↓
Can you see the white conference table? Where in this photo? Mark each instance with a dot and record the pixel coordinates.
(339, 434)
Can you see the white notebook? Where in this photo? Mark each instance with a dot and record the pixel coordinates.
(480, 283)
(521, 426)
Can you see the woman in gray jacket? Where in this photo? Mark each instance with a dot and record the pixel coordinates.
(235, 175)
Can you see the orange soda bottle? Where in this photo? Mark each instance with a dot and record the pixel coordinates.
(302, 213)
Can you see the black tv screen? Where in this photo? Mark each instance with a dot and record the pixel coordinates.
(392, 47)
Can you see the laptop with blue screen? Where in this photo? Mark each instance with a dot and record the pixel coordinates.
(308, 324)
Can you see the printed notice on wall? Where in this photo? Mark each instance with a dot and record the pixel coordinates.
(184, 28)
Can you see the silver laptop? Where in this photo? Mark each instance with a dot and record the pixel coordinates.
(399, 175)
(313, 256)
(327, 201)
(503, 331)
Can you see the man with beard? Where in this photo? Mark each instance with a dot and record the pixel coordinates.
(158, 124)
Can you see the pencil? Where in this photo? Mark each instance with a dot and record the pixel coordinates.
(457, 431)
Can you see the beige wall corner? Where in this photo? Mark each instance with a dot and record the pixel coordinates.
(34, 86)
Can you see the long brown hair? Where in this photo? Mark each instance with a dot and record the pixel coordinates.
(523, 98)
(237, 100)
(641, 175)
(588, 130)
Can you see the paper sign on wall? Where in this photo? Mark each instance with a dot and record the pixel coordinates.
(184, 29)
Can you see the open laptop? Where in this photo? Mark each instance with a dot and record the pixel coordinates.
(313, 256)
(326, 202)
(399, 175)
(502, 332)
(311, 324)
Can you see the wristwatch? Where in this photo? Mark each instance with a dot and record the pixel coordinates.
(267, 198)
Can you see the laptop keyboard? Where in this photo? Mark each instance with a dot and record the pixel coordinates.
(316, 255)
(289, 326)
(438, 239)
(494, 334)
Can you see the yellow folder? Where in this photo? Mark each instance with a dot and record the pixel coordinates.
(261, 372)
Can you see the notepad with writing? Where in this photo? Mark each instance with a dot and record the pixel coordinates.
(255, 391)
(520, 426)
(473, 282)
↑
• _Do this_: Reproduce the listing from the line containing "Can you see the beige" through the last line above, both included and requests unchanged, shifting every answer coordinate by adding 24 to each of its two numbers.

• _Answer to the exercise_:
Can you see the beige wall corner? Where in this photo? Mark each instance with a dot and record the pixel coordinates.
(58, 110)
Can you see the long brown hair? Where in this photo? Mark each instance with a dot and record the pixel coordinates.
(547, 122)
(261, 124)
(665, 199)
(612, 154)
Can you see the paper sign on wall? Where in this photo? Mark each instance with a dot and record the pixel coordinates.
(208, 53)
Can you see the open laptop? Where in this photo? Mark each instance with a dot and record the pixel coordinates.
(337, 280)
(350, 226)
(423, 199)
(526, 356)
(335, 348)
Can you see the wristwatch? Where in this photo? Mark each instance with a dot and record the pixel coordinates.
(291, 222)
Can you see the laptop keyboard? Where in this photo? Mark each instance with a dot and record the pixel coordinates.
(340, 279)
(313, 350)
(462, 263)
(518, 358)
Can you see the yellow folder? Where in this photo? Mark each instance with a dot and record the pixel coordinates.
(285, 396)
Can you see the notepad with writing? Where in this photo? Mark each instance with a dot and record the pixel coordinates.
(279, 415)
(544, 450)
(497, 306)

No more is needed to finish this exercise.